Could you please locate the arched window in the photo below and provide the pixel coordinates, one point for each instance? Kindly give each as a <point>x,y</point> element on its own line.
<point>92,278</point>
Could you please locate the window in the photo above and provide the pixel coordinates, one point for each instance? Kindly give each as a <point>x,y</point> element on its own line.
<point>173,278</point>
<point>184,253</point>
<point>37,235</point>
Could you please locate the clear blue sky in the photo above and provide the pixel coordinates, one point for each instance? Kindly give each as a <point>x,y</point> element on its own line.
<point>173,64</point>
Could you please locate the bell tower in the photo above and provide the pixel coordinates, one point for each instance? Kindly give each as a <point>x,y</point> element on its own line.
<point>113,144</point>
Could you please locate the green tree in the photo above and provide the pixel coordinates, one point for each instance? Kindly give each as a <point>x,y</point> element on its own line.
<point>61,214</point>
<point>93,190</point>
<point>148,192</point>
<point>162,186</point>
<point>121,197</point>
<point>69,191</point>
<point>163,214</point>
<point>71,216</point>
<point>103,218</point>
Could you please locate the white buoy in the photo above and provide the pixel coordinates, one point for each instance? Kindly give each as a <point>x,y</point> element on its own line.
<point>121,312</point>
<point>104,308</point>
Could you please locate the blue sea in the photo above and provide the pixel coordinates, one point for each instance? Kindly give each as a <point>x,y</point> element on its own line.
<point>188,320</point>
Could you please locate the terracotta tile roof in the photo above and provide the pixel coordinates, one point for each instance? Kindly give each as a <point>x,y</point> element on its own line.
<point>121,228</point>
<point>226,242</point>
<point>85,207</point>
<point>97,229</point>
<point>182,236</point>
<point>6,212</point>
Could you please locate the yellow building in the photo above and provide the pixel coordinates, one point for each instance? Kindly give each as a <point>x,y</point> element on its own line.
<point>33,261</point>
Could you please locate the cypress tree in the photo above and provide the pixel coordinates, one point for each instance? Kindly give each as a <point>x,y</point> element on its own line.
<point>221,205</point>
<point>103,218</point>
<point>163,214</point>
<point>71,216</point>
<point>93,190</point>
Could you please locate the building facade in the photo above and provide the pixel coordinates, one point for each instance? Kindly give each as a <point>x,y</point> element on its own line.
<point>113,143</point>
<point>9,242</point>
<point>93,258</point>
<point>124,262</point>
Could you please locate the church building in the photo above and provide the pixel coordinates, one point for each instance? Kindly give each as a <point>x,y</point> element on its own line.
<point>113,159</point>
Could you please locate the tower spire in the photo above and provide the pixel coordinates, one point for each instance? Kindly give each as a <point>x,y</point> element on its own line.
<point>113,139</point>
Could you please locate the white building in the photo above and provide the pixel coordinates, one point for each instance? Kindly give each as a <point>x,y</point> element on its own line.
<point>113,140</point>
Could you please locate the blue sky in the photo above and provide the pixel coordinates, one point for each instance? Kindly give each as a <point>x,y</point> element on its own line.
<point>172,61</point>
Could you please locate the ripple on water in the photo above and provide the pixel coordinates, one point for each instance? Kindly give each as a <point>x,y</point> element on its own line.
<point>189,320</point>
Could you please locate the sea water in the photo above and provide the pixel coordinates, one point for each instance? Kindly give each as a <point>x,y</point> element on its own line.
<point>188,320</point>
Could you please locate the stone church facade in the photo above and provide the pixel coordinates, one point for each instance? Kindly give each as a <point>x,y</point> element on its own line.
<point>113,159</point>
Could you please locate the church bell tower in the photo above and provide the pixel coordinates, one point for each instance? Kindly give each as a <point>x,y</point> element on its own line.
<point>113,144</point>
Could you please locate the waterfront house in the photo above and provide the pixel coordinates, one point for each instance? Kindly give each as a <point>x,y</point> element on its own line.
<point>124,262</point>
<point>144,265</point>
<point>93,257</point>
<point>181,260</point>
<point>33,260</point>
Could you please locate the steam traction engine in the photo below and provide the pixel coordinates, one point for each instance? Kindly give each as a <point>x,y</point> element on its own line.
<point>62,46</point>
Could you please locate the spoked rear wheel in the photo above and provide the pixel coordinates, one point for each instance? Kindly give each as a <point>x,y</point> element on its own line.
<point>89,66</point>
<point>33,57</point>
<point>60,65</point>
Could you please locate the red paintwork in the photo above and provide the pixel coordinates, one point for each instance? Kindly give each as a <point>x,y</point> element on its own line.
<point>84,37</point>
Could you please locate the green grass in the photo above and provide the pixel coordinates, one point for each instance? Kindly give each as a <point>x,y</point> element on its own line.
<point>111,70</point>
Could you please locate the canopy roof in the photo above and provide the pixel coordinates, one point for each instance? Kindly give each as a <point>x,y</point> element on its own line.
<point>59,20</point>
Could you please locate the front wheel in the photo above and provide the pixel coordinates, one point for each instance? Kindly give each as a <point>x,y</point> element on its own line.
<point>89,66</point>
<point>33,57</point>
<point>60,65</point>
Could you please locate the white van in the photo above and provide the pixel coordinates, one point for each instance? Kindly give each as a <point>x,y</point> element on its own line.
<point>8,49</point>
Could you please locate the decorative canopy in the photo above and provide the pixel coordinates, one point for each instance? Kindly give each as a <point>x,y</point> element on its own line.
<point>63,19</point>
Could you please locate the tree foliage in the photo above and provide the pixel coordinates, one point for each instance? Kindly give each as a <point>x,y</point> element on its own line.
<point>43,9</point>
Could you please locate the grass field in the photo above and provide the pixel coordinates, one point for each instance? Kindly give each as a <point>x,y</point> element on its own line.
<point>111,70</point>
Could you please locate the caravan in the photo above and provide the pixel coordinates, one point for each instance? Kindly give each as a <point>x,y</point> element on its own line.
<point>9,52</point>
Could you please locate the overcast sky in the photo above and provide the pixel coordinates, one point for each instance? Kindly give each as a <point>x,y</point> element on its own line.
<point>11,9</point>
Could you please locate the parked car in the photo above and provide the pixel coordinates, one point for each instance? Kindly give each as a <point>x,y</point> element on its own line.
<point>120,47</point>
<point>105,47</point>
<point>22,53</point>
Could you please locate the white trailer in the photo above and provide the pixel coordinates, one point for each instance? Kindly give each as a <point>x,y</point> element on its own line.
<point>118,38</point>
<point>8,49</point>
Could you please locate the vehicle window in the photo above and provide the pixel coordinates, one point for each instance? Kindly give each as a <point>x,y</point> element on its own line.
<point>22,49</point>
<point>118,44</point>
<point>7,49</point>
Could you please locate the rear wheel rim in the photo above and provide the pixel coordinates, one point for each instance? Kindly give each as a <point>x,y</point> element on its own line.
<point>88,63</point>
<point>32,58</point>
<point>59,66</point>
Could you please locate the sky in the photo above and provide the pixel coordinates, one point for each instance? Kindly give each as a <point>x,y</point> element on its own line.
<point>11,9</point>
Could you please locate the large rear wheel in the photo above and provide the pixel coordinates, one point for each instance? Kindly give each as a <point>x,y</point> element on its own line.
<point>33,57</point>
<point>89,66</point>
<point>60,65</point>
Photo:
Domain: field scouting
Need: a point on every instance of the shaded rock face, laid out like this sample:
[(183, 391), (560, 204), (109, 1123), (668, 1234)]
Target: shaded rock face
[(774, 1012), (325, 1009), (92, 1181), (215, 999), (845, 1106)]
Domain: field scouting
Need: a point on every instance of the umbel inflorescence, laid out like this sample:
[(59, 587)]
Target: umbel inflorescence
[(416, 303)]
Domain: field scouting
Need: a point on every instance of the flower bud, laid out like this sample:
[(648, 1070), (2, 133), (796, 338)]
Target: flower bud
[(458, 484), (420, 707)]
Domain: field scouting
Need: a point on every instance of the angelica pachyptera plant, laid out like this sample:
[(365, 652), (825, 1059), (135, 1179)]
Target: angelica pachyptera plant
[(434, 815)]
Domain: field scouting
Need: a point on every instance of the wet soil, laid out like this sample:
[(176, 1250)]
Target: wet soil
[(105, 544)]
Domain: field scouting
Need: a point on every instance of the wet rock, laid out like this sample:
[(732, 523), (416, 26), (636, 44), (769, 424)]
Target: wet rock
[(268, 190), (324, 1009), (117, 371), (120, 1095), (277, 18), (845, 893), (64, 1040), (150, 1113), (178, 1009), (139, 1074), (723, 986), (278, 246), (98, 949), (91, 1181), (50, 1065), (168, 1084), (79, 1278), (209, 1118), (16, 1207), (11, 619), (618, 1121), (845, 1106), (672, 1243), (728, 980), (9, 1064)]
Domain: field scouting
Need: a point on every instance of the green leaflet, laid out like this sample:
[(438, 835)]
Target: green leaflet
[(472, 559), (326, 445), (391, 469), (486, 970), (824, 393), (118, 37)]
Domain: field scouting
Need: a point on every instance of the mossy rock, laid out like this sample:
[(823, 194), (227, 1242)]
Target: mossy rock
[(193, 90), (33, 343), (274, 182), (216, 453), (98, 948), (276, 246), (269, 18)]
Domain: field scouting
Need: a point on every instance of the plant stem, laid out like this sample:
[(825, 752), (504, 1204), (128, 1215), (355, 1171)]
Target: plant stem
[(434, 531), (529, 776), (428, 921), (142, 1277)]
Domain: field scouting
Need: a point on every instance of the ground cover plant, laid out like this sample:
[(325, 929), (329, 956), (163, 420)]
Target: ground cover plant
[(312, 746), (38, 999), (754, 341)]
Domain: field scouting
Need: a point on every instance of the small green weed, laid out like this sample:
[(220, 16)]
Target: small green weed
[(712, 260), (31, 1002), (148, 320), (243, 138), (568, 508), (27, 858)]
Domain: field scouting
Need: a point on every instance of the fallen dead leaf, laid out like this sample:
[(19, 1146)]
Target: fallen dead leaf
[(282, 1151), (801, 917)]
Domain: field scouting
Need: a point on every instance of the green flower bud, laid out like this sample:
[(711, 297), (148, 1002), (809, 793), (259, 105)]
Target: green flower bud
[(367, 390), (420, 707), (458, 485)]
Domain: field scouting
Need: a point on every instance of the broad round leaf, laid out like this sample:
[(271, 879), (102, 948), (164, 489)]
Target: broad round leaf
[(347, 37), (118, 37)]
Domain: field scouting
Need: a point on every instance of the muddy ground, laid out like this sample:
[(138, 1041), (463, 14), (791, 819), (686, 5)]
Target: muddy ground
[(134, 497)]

**DIRECTION**
Rewrite everything in the listing above, from its first line down to and including the line that contains "<point>37,235</point>", as a numbered list with blank lines left out.

**SOLUTION TO THIS PROBLEM**
1. Could you please locate the arched window in the photo below and provide the pixel coordinates, one point for each instance? Kindly give each as a <point>x,y</point> element on its own line.
2. <point>92,278</point>
3. Could you please locate the window in the photo above and provide the pixel coordinates, one point for each instance? Kindly give each as a <point>x,y</point> element on its own line.
4. <point>173,278</point>
5. <point>184,253</point>
6. <point>37,235</point>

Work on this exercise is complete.